DOCUMENT SOURCE:
━━━━━━━━━━
Le premier enjeu pour les enfants et les adolescents est celui
de la socialisation. Cet enjeu est d'autant plus important que
nous sommes passés d'une socialisation traditionnellement
verticale (de l'adulte vers l'enfant) à une socialisation
horizontale (des enfants vers les enfants). Les repères
sont maintenant plus souvent que naguère définis
par les pairs et moins par les adultes. On pourrait penser que
l'intervention d'éducateurs n'est plus nécessaire,
alors que ce n'est pas vrai du tout. Le deuxième enjeu
est celui de la multiplication des lieux éducatifs et
donc des adultes en capacité d'agir. La fréquentation
par les jeunes d'autres lieux de vie que l'école ou la
maison leur permet de bénéficier d'autres influences
que celle des enseignants chargés d'instruire, mais aussi
de noter, et que celle des parents, naturelle, indispensable,
mais non suffisante.
Cette multiplication des lieux permet notamment de compléter
et d'enrichir les repères des enfants, de leur faire découvrir
d'autres systèmes de référence, et bien
sûr l'existence d'autres valeurs. Se pose alors une question
importante si l'on multiplie les lieux éducatifs : "
Y a t-il nécessité de continuité, de complémentarité
et de cohérence entre ceux-ci ? "
Je répondrai pour ma part, que cohérence ne
veut pas dire ressemblance. Il y a de fait enrichissement des
enfants et des jeunes par les différences, à
condition toutefois que celles-ci leur soient lisibles.
Il me semble par conséquent essentiel sur le plan éducatif,
donc pour le développement des enfants et des adolescents,
de leur permettre de vivre des ruptures entre les lieux où
les espaces. Ils devront s'adapter, dans la mesure, bien évidemment
ou on leur aura fourni des clés de décodage ou
des repères leur permettant de gérer efficacement
ces ruptures. Ce sont ces adaptations qui sont primordiales dans
le processus éducatif.
━━━━━━━━━━
LIGNES DE DONNÉES:

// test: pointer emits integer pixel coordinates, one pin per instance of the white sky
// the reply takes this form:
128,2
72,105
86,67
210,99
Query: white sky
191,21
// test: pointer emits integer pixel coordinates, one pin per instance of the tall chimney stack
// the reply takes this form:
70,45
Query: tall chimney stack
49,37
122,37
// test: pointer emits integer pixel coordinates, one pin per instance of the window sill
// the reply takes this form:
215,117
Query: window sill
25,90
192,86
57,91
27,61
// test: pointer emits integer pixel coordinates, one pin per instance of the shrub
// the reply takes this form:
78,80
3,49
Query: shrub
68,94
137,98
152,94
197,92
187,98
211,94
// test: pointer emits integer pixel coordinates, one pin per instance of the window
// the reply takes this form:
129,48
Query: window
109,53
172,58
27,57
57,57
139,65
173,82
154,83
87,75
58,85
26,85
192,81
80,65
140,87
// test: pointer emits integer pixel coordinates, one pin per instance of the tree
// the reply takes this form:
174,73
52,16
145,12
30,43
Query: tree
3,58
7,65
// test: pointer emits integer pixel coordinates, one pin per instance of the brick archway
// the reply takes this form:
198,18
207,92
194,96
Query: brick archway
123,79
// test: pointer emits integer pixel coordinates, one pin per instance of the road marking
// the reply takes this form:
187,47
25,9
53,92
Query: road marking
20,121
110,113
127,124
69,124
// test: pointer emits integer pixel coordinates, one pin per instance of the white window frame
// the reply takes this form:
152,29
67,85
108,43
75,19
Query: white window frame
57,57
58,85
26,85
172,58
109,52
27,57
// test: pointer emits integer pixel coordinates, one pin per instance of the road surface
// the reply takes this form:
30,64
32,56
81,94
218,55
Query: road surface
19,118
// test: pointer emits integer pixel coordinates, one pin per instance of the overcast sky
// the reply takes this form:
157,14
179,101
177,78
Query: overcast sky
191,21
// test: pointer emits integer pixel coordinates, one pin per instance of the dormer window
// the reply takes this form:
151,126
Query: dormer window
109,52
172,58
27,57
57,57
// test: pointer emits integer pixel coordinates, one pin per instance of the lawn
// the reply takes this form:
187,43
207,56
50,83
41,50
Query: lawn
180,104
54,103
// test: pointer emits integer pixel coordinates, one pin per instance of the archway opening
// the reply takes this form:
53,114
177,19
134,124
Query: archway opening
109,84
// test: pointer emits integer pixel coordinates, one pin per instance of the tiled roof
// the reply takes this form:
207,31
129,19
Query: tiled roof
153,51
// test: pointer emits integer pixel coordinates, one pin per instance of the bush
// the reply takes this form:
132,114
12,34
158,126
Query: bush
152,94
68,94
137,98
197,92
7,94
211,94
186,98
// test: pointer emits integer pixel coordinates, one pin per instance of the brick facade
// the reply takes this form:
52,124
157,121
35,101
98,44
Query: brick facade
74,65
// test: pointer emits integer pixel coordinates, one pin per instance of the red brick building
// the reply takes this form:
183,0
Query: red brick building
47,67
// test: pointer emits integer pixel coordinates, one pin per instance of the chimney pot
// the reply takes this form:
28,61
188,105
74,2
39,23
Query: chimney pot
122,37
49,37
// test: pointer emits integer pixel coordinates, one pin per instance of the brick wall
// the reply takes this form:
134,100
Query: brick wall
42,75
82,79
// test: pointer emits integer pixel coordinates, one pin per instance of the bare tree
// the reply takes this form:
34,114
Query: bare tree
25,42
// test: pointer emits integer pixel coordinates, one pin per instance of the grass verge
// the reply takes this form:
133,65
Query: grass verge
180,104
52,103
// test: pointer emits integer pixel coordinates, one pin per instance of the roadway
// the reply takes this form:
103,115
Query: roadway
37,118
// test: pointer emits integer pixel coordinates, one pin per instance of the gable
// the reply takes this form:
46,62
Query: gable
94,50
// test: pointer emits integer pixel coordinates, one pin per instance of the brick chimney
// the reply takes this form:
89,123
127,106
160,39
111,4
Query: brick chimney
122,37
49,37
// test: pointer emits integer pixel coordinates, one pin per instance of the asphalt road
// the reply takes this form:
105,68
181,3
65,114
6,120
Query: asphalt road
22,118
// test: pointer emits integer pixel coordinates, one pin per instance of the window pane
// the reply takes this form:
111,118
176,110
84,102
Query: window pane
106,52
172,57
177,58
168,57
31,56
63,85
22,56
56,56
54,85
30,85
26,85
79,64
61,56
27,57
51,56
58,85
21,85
━━━━━━━━━━
TÂCHES À RÉALISER:
1/ D'après le texte sur les enjeux éducatifs, vers quelle forme de socialisation est-on passé ?
2/ Reprenez le texte sur les enjeux éducatifs à la suite de sa dernière phrase.

RÉPONSES:
1/ Vers une socialisation horizontale, des enfants vers les enfants.

2/
On rencontre a contrario, de plus en plus souvent,
un souci compulsif de continuité entre les différents
temps et espaces. On veut éviter tout traumatisme
qui n'est évidemment jamais souhaitable ni fécond,
mais pourquoi penser que l'absence de continuité puisse
être traumatisante ? À mon sens, on sous estime
totalement le rôle des ruptures dans les processus de développement,
dans la maturation des enfants et des adolescents.
Ce souci récent de continuité devient même
paradoxalement un risque de blocage dans la mise en place des
actions ou des réflexions. Alors, qu'encore une fois,
je le répète, la lisibilité des différences
est sans doute plus positive que la continuité.
Les enjeux de l'accueil éducatif pour les parents
L'accompagnement éducatif a pour fonction de compléter
l'éducation donnée par la famille. Cette complémentarité
est d'autant plus nécessaire qu'aucune famille, de quelque
milieu qu'elle soit, ne peut donner à ses enfants tout
ce dont ils ont besoin pour grandir et se développer.
Toute famille présente des "carences", variables
cependant d'un domaine à l'autre. Il faut que les enfants
rencontrent ailleurs d'autres espaces, d'autres valeurs, pour
les découvrir, les appréhender, s'y confronter
et, ce faisant, vérifier la validité des valeurs
familiales à l'extérieur de leur cadre de référence.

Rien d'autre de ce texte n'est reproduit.